Habit de grand uniforme de général de division du général comte Bertrand
Habit de grand uniforme de général de division du général comte Bertrand © Musée de l'Empéri/Musée de l'Armée

Bertrand, militaire chevronné et grand maréchal du Palais

Henri Gatien Bertrand est un fidèle de Bonaparte depuis la première campagne d’Italie. Appréciant ses capacités dans le domaine du génie – Bertrand est un mathématicien très compétent en particulier dans le domaine de la géométrie -, le futur empereur se l’est attaché tout au long des grandes campagnes qu’il mène en Europe et se repose souvent sur cet homme discret et brillant pour des missions de reconnaissance.
Lorsque le général Duroc, duc de Frioul, meurt en mai 1813, atteint par un boulet de canon lors de la dernière campagne d’Allemagne, Napoléon nomme Bertrand le 18 novembre suivant pour le remplacer dans sa fonction de maréchal du Palais, tâche requérant un homme proche et indispensable. Désormais Bertrand ne quittera plus l’Empereur, jusqu’à son dernier souffle.

Lors des exils successifs de Napoléon, à Elbe comme à Sainte-Hélène, le grand maréchal du Palais veille toujours à l’ordre et au bon maintien de la Maison de l’Empereur. Le souverain déchu tient en effet énormément à ce que l’étiquette de la cour soit respectée, même dans sa dernière demeure, Longwood House, et ce, parmi un entourage pourtant fort réduit. Suivant le protocole et le cérémonial instaurés en 1808, à l’apogée de l’Empire, Bertrand s’exécute, tant bien que mal, dans une atmosphère à mille lieues des dorures des grands palais napoléoniens.

Entrées extraites:
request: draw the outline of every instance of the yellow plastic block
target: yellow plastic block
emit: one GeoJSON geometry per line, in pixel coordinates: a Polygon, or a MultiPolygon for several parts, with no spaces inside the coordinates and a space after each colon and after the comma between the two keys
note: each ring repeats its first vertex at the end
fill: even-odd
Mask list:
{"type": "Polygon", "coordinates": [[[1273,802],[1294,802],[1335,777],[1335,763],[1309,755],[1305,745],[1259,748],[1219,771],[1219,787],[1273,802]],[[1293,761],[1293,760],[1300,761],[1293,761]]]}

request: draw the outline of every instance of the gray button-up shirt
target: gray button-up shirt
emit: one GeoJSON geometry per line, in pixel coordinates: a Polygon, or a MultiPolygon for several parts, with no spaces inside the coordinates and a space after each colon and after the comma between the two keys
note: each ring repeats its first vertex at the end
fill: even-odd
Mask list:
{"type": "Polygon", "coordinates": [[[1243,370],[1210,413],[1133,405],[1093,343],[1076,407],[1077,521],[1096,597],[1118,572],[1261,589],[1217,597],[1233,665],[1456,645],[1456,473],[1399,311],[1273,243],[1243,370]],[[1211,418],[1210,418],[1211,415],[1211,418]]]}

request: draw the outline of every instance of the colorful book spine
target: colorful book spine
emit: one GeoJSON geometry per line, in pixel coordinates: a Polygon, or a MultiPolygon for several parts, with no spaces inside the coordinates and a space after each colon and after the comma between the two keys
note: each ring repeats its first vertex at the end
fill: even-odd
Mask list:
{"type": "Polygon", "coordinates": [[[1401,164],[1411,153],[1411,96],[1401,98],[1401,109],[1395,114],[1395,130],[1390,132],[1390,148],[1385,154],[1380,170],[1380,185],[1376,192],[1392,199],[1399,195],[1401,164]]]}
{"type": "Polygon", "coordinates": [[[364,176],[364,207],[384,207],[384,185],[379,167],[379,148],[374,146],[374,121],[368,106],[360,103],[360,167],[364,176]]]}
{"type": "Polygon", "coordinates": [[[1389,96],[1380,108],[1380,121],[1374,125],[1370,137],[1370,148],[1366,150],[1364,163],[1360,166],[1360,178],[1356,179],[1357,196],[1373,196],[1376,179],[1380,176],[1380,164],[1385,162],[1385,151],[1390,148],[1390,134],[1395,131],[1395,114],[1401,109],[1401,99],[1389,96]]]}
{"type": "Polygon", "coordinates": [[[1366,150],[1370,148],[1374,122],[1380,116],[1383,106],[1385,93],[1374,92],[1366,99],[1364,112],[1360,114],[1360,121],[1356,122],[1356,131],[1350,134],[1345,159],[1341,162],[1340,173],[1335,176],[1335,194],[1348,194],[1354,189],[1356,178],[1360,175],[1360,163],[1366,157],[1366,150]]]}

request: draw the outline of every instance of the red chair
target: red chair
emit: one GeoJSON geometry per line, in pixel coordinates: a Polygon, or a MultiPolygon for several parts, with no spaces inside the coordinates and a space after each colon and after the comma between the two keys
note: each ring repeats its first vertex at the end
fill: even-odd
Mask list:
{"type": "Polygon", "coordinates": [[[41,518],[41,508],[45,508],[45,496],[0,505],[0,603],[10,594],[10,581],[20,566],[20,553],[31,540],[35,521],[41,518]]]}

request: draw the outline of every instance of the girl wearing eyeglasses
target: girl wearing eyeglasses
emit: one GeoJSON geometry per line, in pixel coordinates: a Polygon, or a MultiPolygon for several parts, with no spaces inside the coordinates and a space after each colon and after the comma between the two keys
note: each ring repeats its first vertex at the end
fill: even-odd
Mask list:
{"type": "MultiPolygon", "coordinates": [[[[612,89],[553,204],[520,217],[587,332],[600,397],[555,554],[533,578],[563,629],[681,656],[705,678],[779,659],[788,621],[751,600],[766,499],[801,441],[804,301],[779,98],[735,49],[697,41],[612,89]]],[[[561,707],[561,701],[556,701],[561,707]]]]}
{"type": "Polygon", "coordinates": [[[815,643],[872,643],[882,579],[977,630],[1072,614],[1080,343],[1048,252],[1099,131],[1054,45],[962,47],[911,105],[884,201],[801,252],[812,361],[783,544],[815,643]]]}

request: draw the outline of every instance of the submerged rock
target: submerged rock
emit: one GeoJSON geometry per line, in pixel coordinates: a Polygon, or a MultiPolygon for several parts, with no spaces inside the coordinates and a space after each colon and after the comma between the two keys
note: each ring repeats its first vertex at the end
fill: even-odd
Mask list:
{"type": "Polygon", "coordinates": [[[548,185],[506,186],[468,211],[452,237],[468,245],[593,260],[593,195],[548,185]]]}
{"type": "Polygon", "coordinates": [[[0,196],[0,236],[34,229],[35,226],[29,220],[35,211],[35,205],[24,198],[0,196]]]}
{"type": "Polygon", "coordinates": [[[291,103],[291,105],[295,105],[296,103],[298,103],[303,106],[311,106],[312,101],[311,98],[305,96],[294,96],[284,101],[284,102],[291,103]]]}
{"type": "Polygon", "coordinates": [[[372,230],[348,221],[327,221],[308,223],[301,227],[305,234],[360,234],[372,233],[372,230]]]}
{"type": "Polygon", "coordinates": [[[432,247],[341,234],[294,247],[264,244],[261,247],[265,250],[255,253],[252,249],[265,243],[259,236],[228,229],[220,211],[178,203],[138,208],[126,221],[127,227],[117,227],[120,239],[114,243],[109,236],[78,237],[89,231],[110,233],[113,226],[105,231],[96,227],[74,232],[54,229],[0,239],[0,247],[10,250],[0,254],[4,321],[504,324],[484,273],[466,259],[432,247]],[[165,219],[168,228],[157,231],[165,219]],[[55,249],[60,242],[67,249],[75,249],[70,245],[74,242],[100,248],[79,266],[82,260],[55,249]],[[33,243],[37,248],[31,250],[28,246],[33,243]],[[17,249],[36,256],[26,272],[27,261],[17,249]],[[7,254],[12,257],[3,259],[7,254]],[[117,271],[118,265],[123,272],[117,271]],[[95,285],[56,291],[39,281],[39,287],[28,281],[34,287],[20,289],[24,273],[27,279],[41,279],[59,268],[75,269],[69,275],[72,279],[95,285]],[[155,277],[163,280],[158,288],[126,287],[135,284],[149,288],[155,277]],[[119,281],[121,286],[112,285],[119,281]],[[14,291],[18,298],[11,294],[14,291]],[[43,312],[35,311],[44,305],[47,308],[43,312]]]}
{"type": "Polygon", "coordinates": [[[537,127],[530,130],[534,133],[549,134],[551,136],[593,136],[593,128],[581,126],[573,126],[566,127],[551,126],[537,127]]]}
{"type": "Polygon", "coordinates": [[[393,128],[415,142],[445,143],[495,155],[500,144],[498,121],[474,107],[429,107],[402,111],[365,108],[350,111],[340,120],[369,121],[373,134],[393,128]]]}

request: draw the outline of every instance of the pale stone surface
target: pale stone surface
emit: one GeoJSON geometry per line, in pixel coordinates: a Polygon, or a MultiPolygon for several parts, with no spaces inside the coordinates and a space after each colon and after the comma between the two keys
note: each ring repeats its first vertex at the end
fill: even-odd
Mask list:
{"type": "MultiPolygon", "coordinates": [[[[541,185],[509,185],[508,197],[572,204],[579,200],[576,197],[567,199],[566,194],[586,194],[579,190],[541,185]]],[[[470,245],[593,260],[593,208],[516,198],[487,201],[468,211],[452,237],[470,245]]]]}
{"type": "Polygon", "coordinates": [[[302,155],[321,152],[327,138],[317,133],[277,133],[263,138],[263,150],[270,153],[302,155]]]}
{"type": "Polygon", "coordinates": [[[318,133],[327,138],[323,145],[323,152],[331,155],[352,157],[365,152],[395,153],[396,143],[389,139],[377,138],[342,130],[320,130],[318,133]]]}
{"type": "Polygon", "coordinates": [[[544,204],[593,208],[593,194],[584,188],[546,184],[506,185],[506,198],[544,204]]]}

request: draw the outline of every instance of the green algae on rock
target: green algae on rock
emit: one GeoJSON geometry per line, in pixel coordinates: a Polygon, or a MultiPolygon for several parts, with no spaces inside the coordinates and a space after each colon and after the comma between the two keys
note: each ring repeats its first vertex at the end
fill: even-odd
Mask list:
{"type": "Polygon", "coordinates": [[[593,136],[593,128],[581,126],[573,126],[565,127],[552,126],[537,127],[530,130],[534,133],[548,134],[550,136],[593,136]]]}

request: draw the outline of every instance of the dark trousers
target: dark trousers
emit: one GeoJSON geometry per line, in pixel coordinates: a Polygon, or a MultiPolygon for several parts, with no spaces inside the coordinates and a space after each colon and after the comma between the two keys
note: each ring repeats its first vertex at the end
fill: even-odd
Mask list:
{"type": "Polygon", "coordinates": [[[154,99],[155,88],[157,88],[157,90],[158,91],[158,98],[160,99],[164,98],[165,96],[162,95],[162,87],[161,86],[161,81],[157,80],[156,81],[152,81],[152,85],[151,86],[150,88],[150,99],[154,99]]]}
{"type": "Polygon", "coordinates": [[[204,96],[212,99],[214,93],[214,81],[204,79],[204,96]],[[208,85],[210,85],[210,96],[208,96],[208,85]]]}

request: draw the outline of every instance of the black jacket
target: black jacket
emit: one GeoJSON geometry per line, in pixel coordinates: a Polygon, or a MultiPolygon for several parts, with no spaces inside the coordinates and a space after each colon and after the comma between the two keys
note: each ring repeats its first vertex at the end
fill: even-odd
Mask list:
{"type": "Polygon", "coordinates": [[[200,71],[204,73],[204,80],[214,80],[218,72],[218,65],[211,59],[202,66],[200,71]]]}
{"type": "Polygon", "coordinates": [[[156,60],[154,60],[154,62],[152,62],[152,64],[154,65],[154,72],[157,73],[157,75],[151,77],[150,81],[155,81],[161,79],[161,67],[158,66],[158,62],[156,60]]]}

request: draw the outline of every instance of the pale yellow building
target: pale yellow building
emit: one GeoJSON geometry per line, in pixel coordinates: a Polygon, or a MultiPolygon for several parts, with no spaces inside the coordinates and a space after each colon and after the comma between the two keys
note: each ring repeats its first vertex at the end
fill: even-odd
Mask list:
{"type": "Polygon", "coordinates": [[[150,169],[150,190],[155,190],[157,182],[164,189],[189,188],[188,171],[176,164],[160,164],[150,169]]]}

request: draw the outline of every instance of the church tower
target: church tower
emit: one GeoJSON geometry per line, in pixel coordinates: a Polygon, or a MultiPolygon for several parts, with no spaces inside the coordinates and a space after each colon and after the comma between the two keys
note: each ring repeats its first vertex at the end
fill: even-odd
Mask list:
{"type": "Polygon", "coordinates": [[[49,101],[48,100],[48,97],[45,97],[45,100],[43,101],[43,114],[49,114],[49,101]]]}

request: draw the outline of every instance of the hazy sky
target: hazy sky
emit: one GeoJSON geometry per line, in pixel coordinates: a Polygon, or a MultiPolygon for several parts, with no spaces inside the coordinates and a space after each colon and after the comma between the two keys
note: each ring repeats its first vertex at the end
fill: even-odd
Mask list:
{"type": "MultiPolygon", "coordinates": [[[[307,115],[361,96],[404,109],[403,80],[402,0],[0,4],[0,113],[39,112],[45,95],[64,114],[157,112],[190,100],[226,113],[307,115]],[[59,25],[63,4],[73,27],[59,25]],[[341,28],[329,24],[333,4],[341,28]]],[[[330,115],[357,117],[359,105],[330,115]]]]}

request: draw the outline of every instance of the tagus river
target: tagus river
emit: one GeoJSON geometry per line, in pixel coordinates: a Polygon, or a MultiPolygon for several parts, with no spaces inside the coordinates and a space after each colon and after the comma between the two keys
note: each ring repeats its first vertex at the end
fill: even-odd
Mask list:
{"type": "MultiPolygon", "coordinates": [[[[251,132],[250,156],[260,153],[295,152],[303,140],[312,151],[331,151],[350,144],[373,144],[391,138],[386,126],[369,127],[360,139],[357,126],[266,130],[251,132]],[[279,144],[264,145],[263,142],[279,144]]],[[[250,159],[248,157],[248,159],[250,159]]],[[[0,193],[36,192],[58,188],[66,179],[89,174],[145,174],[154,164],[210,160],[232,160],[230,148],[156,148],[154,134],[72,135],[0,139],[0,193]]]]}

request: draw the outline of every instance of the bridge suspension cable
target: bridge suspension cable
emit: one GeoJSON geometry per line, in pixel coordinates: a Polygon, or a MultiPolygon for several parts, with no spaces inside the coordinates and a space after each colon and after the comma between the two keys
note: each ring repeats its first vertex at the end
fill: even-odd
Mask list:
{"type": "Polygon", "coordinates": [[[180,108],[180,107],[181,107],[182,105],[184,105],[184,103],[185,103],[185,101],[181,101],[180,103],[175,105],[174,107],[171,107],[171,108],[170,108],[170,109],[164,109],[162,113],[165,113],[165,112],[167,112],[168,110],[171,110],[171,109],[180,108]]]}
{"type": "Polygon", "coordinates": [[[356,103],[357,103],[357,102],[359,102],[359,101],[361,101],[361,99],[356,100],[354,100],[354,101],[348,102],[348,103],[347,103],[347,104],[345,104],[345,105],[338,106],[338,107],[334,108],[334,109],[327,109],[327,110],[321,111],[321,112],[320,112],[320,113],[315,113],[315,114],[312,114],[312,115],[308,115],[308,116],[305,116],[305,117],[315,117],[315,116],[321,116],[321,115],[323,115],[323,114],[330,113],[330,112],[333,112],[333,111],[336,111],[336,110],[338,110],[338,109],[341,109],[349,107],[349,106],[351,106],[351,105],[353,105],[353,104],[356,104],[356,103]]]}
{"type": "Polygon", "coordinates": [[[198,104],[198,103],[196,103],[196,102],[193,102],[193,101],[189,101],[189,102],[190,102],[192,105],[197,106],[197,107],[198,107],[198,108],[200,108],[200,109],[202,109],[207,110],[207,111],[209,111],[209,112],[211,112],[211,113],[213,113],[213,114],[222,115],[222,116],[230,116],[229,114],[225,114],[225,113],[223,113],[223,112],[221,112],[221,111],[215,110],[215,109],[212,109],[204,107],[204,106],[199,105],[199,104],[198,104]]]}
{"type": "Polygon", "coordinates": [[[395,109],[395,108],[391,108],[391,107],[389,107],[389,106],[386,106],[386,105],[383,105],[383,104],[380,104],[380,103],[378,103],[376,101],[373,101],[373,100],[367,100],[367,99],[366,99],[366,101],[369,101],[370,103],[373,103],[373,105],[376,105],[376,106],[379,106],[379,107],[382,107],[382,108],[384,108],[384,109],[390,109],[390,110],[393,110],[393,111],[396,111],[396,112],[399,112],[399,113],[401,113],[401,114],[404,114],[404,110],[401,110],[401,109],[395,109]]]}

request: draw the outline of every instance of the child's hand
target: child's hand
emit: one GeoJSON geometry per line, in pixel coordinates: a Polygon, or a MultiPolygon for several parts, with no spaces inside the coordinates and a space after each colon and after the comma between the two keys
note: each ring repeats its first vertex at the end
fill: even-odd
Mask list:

Consigne donnée:
Poursuivez le texte sur le général Bertrand à partir de sa dernière phrase. Ces entrées sont issues d'une source distincte.

Réponse ci-dessous:
En parallèle, bien que tenant à protéger sa vie de famille dans un huis-clos parfois étouffant, le grand maréchal du Palais s’astreint à rédiger à partir de 1816 des cahiers où il prend note des événements au jour le jour se déroulant à Sainte-Hélène. La routine de la vie quotidienne sur l’île aura raison de la tenue régulière de ces écrits, malgré le caractère d’ordinaire très scrupuleux de leur rédacteur. Bertrand ne reprendra ce travail que quand il sentira la fin de la vie de Napoléon approcher, au début de l’année 1821. Il n’en parlera que dans les derniers jours à l’Empereur, comme le souligne François Houdecek :

Ce travail de mémorialiste qu’il s’est assigné seul, Bertrand l’a tenu secret de Napoléon et de ses compagnons d’exil. Ce n’est que le 30 avril 1821 qu’il confessa son travail à l’Empereur, qui n’était plus que l’ombre de lui-même : « J’aurais à vous parler d’une chose que je ne puis dire qu’à vous, si Votre Majesté peut m’entendre. – Eh bien, dites. – J’ai tenu note de vos conversations, comme Votre Majesté a semblé le désirer. J’ai fait un journal de ces cinq à six ans. Ce sont des notes très curieuses pour la postérité, de vos conversations sur les événements, les hommes, les ouvrages que vous avez lus, la nation, une grande variété d’objets. […] Il a dit : “Ah !”, a regardé avec un œil assez égaré, a fermé les yeux et n’a plus répondu. » Il était trop tard…

► Découvrir les Cahiers de Sainte-Hélène du général Bertrand, publication intégrale inédite présentée par François Houdecek (Perrin, 2021)

Au décès de Napoléon, c’est à Bertrand, en tant que grand maréchal du Palais, que revient la tâche d’organiser les funérailles de l’Empereur. Il s’y attache avec l’aide du comte de Montholon, premier exécuteur testamentaire ; tous deux se heurtent à la volonté du gouvernement britannique de limiter tout honneur funèbre à Napoléon à celui d’un « officier général du plus haut rang ».

De retour en France en octobre 1821, Bertrand se retire à Châteauroux, sa ville natale, et se consacre à la mise en forme de ses Cahiers, notamment pour se défendre dans des affaires qui l’opposent à la famille impériale au sujet du testament de Napoléon. Nommé commandant de l’École polytechnique – école dont il a contribué à la fondation – par Louis-Philippe en 1830, il participe à l’aventure du retour des Cendres : il place l’épée d’Austerlitz sur le cercueil de l’Empereur. Après son décès le 31 janvier 1844, sa dépouille est placée trois ans plus tard aux Invalides, au seuil du tombeau de Napoléon Ier.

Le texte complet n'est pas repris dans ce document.